Page:

= Jibe =

Basic sailing maneuver, where ship turns its stern through the wind

Jibing from port tack to starboard tack. Wind shown in red.

A jibe (US) or gybe (Britain) is a sailing maneuver whereby a sailing craft reaching downwind turns its stern through the wind, which then exerts its force from the opposite side of the vessel. It stands in contrast with tacking, whereby the sailing craft turns its bow through the wind. For square-rigged ships, this maneuver is called wearing ship.

In this maneuver, the mainsail will cross the center of the boat while the jib is pulled to the other side of the boat. If a spinnaker is up, its pole will have to be manually moved to the other side, to remain opposite the mainsail. In a dinghy, raising the centerboard can increase the risk of capsizing during what can be a somewhat violent maneuver, although the opposite is true of a dinghy with a flat, planing hull profile: raising the centerboard reduces heeling moment during the maneuver and so reduces the risk of capsize.

Source excerpt:
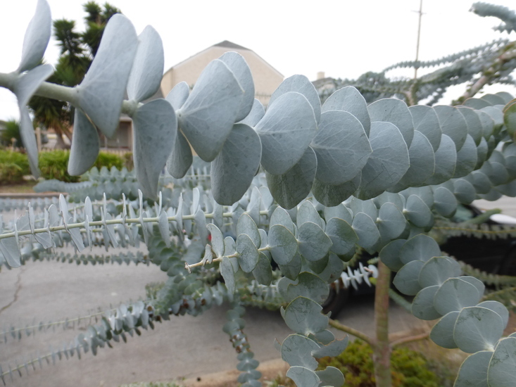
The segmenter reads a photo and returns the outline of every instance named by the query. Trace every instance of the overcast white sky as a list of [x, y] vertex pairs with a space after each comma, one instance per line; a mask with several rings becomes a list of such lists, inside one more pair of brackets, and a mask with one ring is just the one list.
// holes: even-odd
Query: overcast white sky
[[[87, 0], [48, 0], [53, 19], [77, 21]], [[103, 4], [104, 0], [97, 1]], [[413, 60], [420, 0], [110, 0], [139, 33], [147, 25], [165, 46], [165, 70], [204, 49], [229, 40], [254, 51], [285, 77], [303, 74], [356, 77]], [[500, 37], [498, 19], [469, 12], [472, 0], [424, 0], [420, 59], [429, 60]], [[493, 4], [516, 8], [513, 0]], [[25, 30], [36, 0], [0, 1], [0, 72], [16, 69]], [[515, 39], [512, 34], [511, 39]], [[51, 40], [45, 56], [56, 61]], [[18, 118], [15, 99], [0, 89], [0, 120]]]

What needs to be done: Continue the article on the jibe from the end of its last paragraph.

Task result:
The other way to change the side of the boat that faces the wind is turning the bow of the boat into, and then through, the direction of the wind. This operation is known as tacking or coming about. Tacking more than 180° to avoid a jibe is sometimes referred to as a "chicken jibe".

An uncontrolled, accidental jibe that allows the mainsail boom to swing across the cockpit may endanger crew and rigging. Therefore, accidental jibes are to be avoided while the proper technique must be applied so as to control the maneuver.
== Use ==
Many sailboats move significantly faster when sailing on a broad reach than when running (sailing straight downwind). Thus the increased speed of a zig-zag course, jibing into successive broad reaches, can more than make up for the extra distance such craft take over a straight downwind course. Jibing is also common in racing, which often uses a triangular course marked with buoys; the most direct way of rounding a buoy may be to jibe.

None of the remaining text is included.